▶ TASK DETAILS
Will you output all of the data below exactly, omitting the images?

[Saved data entries]
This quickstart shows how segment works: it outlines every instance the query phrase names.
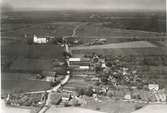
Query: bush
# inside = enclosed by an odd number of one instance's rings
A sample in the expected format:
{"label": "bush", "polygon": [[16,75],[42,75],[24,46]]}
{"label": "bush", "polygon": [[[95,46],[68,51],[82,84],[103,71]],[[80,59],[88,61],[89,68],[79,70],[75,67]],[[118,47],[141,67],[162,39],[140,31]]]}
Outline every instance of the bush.
{"label": "bush", "polygon": [[96,86],[99,86],[101,83],[99,81],[95,82]]}
{"label": "bush", "polygon": [[80,88],[80,89],[77,89],[77,96],[80,96],[80,95],[84,95],[84,89],[83,88]]}
{"label": "bush", "polygon": [[141,109],[143,106],[142,105],[136,105],[135,110]]}
{"label": "bush", "polygon": [[80,103],[78,102],[78,100],[73,99],[72,100],[72,106],[80,106]]}
{"label": "bush", "polygon": [[84,94],[87,96],[92,96],[93,95],[93,90],[92,87],[88,87],[85,91]]}
{"label": "bush", "polygon": [[68,102],[64,102],[64,107],[69,107],[70,105],[68,104]]}
{"label": "bush", "polygon": [[107,96],[108,96],[108,97],[112,97],[112,96],[113,96],[113,93],[112,93],[111,91],[108,91],[108,92],[107,92]]}
{"label": "bush", "polygon": [[99,108],[99,107],[97,107],[97,108],[96,108],[96,110],[98,110],[98,111],[99,111],[99,110],[100,110],[100,108]]}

▶ ANSWER TO THIS TASK
This quickstart shows how segment works: it outlines every instance the query phrase names.
Query: bush
# inside = enclosed by an odd number of one instance's rings
A sample in the expected format:
{"label": "bush", "polygon": [[16,75],[42,75],[24,46]]}
{"label": "bush", "polygon": [[[95,46],[68,51],[82,84],[103,71]],[[80,59],[88,61],[89,68],[79,70],[75,67]],[[118,47],[141,67],[162,39],[140,31]]]}
Outline every instance of the bush.
{"label": "bush", "polygon": [[96,86],[99,86],[101,83],[99,81],[95,82]]}
{"label": "bush", "polygon": [[80,88],[80,89],[77,89],[77,96],[80,96],[80,95],[84,95],[84,89],[83,88]]}
{"label": "bush", "polygon": [[141,109],[143,106],[142,105],[136,105],[135,110]]}
{"label": "bush", "polygon": [[80,103],[78,102],[78,100],[73,99],[72,100],[72,106],[80,106]]}
{"label": "bush", "polygon": [[84,94],[87,96],[92,96],[93,95],[93,90],[92,87],[88,87],[85,91]]}
{"label": "bush", "polygon": [[68,102],[64,102],[64,107],[69,107],[70,105],[68,104]]}
{"label": "bush", "polygon": [[107,96],[108,96],[108,97],[112,97],[112,96],[113,96],[113,93],[112,93],[111,91],[108,91],[108,92],[107,92]]}
{"label": "bush", "polygon": [[99,108],[99,107],[97,107],[97,108],[96,108],[96,110],[98,110],[98,111],[99,111],[99,110],[100,110],[100,108]]}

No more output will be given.